• _PROBLEMS TO SOLVE_:
1. In the CephFS mailing-list thread, what NVMe drive do Linh Vu's older nodes use, and for how many OSDs?
2. Write the next part of the CephFS mailing-list thread, picking up right after its last sentence.

• _EXCERPTED PASSAGE_:
Re: CephFS with erasure coding, do I need a cache-pool?

Oliver Schulz <oliver.schulz@xxxxxxxxxxxxxx> · Fri, 20 Jul 2018 00:56:11 +0800

Yes, I'd love to go with Optanes ... you think 480 GB will be
fine for WAL+DB for 15x12TB, long term? I only hesitate because
I've seen recommendations of "10 GB DB per 1 TB HDD" several times.

How much total HDD capacity do you have per Optane 900P 480GB?

Cheers,

Oliver

On 18.07.2018 10:23, Linh Vu wrote:
I think the P4600 should be fine, although 2TB is probably way over kill 
for 15 OSDs.

Our older nodes use the P3700 400GB for 16 OSDs. I have yet to see the 
WAL and DB getting filled up at 2GB/10GB each. Our newer nodes use the 
Intel Optane 900P 480GB, that's actually faster than the P4600 and 
significantly cheaper in our country (we bought ~100 OSD nodes recently 
and that was a big saving) and has a big 10 DWPD. For NLSAS OSDs, even 
the older P3700 is more than enough, but for our flash OSDs, the Optane 
900P performs a lot better. It's about 2x faster than the P3700 we had, 
and allow us to get more out of our flash drives.

------------------------------------------------------------------------
*From:* Oliver Schulz <oliver.schulz@xxxxxxxxxxxxxx>
*Sent:* Wednesday, 18 July 2018 12:00:14 PM
*To:* Linh Vu; ceph-users
*Subject:* Re:  CephFS with erasure coding, do I need a 
cache-pool?
Thanks, Linh!

A question regarding choice of NVMe - do you think an
Intel P4510 or P4600 would do well for WAL+DB? I'd
thinking about using a single 2 TB NVMe for 15 OSDs.
Would you recommend a different model?

Is there any experience on how many 4k IOPS one should
have for WAL+DB per OSD?

We have a few new BlueStore nodes in an older
cluster, and we use Intel Optanes for WAL. We wanted to
use them for DB too - only to learn that while fast
they're just to small for the DB for several OSDs ...
so I hope a "regular" NVMe is fast enough?

We currently use the Gigabyte D120-C21 server barebone
(https://b2b.gigabyte.com/Storage-Server/D120-C21-rev-100)
for our OSD nodes, and we'd like to use it in our
next cluster too, because of the high storage density
and the good hdd-price to server-price ratio.
But it can only fit a single NVMe-drive (we use one of
the 16 HDD slots for an U.2 drive and connect it to the
single M.2-PCIe slot on the mainboard).

• _ENTRIES_:

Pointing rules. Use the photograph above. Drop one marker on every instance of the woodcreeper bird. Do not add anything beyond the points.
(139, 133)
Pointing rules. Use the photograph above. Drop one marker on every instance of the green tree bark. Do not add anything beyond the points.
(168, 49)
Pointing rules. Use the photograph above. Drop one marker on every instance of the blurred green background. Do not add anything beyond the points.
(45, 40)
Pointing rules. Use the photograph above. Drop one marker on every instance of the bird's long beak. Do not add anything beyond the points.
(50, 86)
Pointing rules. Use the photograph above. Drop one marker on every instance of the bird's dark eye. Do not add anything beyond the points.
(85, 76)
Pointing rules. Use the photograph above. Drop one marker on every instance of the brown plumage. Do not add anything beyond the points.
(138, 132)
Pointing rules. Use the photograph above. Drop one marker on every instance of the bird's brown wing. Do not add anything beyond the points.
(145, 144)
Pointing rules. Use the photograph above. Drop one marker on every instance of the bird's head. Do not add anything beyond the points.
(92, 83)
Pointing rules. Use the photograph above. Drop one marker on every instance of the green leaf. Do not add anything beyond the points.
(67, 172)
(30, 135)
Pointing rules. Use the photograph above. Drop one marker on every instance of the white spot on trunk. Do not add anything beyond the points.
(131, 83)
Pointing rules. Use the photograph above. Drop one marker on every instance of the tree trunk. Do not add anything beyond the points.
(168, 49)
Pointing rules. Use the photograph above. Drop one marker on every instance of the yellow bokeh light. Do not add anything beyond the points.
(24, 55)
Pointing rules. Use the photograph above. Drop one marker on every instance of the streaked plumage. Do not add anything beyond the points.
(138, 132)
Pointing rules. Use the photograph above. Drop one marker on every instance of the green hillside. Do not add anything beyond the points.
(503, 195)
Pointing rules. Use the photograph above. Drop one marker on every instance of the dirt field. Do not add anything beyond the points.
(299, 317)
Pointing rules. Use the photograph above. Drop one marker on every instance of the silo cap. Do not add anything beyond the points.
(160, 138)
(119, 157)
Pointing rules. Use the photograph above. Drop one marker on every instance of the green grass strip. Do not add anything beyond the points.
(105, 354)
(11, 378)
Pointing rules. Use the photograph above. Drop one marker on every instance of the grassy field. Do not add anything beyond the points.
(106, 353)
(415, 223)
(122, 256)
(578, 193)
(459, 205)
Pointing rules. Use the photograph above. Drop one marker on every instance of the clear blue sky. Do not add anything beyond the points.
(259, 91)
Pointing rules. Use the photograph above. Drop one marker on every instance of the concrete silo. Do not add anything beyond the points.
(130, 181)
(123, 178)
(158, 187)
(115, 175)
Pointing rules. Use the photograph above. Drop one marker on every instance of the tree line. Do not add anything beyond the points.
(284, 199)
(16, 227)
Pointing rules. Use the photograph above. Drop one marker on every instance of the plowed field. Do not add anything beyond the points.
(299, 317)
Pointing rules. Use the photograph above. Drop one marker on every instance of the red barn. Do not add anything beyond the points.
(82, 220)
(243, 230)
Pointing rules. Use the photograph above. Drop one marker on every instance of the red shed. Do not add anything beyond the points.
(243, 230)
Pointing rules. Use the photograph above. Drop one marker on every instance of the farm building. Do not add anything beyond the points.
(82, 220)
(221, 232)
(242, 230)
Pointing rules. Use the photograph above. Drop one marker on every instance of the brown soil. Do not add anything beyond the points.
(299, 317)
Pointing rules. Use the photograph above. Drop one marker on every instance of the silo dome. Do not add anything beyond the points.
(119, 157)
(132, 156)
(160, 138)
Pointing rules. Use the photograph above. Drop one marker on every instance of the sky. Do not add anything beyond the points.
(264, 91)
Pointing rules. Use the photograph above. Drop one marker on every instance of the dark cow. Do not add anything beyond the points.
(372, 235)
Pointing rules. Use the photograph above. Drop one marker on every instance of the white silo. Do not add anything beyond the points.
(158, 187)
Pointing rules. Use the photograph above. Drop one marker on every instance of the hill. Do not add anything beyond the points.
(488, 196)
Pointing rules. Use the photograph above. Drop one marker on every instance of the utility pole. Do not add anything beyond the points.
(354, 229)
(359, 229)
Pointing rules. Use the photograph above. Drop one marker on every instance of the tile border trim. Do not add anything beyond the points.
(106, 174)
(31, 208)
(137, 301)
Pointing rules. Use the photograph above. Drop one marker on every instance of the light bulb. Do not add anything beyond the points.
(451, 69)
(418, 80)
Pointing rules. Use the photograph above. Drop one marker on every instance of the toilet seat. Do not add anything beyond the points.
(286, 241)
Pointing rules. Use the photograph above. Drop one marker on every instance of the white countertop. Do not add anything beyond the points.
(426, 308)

• _OUTPUTS IN ORDER_:
1. The P3700 400GB, for 16 OSDs.

2.
Cheers,

Oliver

On 18.07.2018 09:11, Linh Vu wrote:
 > On our NLSAS OSD nodes, there is 1x NVMe PCIe card for all the WALs and
 > DBs (we accept that the risk of 1 card failing is low, and our failure
 > domain is host anyway). Each OSD (16 per host) gets 2GB of WAL and 10GB
 > of DB.
 >
 >
 > On our Flash (SSD but not NVMe) OSD nodes, there are 8 OSDs per node,
 > and 2x NVMe PCIe cards for the WALs and DBs. Each OSD gets 4GB of WAL
 > and 40GB of DB.
 >
 >
 > On our upcoming NVMe OSD nodes, for obvious reason, we don't do any such
 > special allocation. 😊
 >
 >
 > Cheers,
 >
 > Linh
 >
 >
 > ------------------------------------------------------------------------
 > *From:* Oliver Schulz <oliver.schulz@xxxxxxxxxxxxxx>
 > *Sent:* Tuesday, 17 July 2018 11:39:26 PM
 > *To:* Linh Vu; ceph-users
 > *Subject:* Re:  CephFS with erasure coding, do I need a
 > cache-pool?
 > Dear Linh,
 >
 > another question, if I may:
 >
 > How do you handle Bluestore WAL and DB, and
 > how much SSD space do you allocate for them?
 >
 >
 > Cheers,
 >
 > Oliver
 >
 >
 > On 17.07.2018 08:55, Linh Vu wrote:
 > > Hi Oliver,
 > >
 > >
 > > We have several CephFS on EC pool deployments, one been in production
 > > for a while, the others about to pending all the Bluestore+EC fixes in
 > > 12.2.7 😊
 > >
 > >
 > > Firstly as John and Greg have said, you don't need SSD cache pool 
at all.
 > >
 > >
 > > Secondly, regarding k/m, it depends on how many hosts or racks you 
have,
 > > and how many failures you want to tolerate.
 > >
 > >
 > > For our smallest pool with only 8 hosts in 4 different racks and 2
 > > different pairs of switches (note: we consider switch failure more
 > > common than rack cooling or power failure), we're using 4/2 with 
failure
 > > domain = host. We currently use this for SSD scratch storage for HPC.
 > >
 > >
 > > For one of our larger pools, with 24 hosts over 6 different racks and 6
 > > different pairs of switches, we're using 4:2 with failure domain = 
rack.
 > >
 > >
 > > For another pool with similar host count but not spread over so many
 > > pairs of switches, we're using 6:3 and failure domain = host.
 > >
 > >
 > > Also keep in mind that a higher value of k/m may give you more
 > > throughput but increase latency especially for small files, so it also
 > > depends on how important performance is and what kind of file size you
 > > store on your CephFS.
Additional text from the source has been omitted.